WHAT YOU WILL DO:
[1] Transcribe part of the opinion piece on the Ten Commandments bill, starting at the words "By Ashley Bean" and ending after the words "decorate the room.".
[2] According to the opinion piece on the Ten Commandments bill, which committee is now considering Senate Bill 1515?
[3] List everything the writer of the opinion piece on the Ten Commandments bill names in a sentence that begins "I don't oppose."

PASSAGE TO READ:
● ● ● ● ● ● ●

Why this Christian opposes a bill to post the Ten Commandments in Texas Public School Classrooms

By Ashley Bean Thornton

Senate Bill 1515 has passed in the Texas Senate and is now being considered by the Public Education Committee of the Texas House of Representatives.  This bill seeks to modify the Texas Education code to say, “A public elementary or secondary school shall display in a conspicuous place in each classroom of the school a durable poster or framed copy of the Ten Commandments.”

I don’t oppose the Ten Commandments.  I don’t oppose kids learning about the Ten Commandments.  I don’t oppose teachers referring to the Ten Commandments as a part of a lesson about comparative religions or rule of law.  Heck, I don’t even care if a teacher puts up a poster of the Ten Commandments just because they want to use it to decorate the room.

I do strongly oppose SB 1515 which REQUIRES the Ten Commandments to be posted in all elementary and secondary public school classrooms in Texas.

It takes some work to get a bill passed through the Texas Senate, and I wonder what in the world inspired Senator Phil King of Weatherford and his compatriots to do that work?  To try to get a little insight I looked up his website.  On the page labeled “Issues”, I found this statement: “Ensuring Religious Liberty – Government must never regulate or interfere with religious practices. The First Amendment unequivocally guarantees our freedom to worship and live out our faith in God without government interference.”

● ● ● ● ● ● ●

Collected data:
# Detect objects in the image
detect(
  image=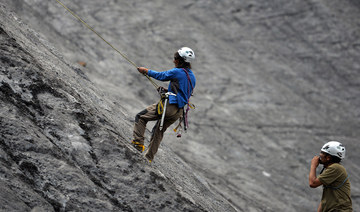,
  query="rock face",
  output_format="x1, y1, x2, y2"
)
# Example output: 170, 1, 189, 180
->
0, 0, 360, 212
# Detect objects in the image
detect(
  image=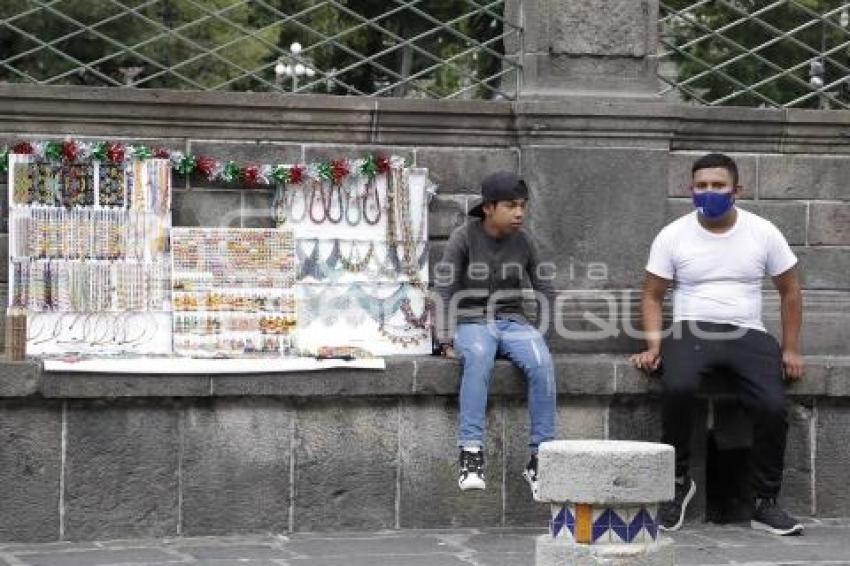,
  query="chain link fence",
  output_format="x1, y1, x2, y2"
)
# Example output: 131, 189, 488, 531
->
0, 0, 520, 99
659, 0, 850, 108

● ● ● ● ● ● ●

ANSWERS TO THE PROBLEMS:
[1]
By Ashley Bean Thornton

Senate Bill 1515 has passed in the Texas Senate and is now being considered by the Public Education Committee of the Texas House of Representatives.  This bill seeks to modify the Texas Education code to say, “A public elementary or secondary school shall display in a conspicuous place in each classroom of the school a durable poster or framed copy of the Ten Commandments.”

I don’t oppose the Ten Commandments.  I don’t oppose kids learning about the Ten Commandments.  I don’t oppose teachers referring to the Ten Commandments as a part of a lesson about comparative religions or rule of law.  Heck, I don’t even care if a teacher puts up a poster of the Ten Commandments just because they want to use it to decorate the room.

[2] The Public Education Committee of the Texas House of Representatives.

[3]
- The Ten Commandments
- Kids learning about the Ten Commandments
- Teachers referring to the Ten Commandments as a part of a lesson about comparative religions or rule of law